> _Supplied material_

* * * * *

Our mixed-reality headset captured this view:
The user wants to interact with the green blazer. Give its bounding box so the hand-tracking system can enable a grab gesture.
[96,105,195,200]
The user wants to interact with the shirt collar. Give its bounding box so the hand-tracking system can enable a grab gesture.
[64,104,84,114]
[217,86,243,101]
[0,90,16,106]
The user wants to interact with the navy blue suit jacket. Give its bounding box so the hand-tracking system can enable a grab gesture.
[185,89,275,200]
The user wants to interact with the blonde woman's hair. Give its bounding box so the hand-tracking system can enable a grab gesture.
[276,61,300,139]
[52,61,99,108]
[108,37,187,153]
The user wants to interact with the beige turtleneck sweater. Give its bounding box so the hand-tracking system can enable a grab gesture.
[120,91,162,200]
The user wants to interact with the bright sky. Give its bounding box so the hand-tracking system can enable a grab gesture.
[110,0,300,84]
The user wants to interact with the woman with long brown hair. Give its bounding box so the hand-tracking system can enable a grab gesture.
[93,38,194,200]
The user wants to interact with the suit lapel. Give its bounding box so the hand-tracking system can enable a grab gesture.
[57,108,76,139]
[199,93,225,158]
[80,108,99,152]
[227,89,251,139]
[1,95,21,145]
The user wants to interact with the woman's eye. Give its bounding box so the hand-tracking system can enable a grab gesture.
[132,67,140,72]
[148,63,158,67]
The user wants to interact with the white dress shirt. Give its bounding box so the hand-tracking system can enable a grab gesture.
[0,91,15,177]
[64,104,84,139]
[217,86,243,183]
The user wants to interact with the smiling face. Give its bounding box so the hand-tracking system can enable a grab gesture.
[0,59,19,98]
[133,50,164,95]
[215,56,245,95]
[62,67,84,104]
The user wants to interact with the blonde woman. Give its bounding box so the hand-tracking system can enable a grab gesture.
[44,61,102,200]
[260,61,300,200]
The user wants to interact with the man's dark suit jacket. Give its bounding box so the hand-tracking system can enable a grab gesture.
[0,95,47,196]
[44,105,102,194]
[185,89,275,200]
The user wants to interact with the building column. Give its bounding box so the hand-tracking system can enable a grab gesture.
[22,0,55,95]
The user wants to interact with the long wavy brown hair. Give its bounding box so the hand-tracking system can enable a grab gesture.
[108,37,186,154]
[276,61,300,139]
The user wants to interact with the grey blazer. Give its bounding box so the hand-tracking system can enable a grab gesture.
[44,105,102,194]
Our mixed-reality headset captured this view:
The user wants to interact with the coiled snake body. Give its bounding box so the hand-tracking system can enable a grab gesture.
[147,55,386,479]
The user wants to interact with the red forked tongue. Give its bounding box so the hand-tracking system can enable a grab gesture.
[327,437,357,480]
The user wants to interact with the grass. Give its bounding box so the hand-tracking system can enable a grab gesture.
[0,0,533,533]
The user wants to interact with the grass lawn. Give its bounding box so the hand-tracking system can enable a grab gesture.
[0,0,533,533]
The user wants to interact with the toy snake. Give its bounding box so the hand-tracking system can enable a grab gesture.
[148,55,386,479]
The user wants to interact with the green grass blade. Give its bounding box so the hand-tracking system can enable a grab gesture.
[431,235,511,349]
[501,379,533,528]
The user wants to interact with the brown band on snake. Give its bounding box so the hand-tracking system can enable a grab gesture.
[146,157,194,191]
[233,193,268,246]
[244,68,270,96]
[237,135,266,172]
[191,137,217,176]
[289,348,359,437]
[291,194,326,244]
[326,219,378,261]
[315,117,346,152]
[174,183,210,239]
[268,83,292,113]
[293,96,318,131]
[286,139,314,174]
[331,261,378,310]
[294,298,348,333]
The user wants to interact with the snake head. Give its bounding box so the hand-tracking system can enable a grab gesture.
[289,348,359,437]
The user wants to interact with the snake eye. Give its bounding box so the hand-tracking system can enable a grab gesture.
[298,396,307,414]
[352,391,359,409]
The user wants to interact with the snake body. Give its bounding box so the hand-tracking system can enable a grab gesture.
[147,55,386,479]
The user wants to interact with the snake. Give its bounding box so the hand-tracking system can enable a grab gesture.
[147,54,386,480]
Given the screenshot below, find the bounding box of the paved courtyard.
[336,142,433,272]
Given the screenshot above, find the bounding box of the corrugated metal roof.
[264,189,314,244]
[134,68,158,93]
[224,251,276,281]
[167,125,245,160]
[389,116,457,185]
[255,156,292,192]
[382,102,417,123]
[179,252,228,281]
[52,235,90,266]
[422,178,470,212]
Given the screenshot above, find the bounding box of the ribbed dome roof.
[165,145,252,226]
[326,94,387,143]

* * * * *

Pick out every line in the records above that contains the string "long", and copy each of those lines.

The user wants to interact with the woman with long brown hair. Give its bounding box so the hand-tracking system can enable a grab gesture.
The user wants to interact with the long wavy brown hair. Give its bounding box so the hand-tracking system can enable a grab gesture.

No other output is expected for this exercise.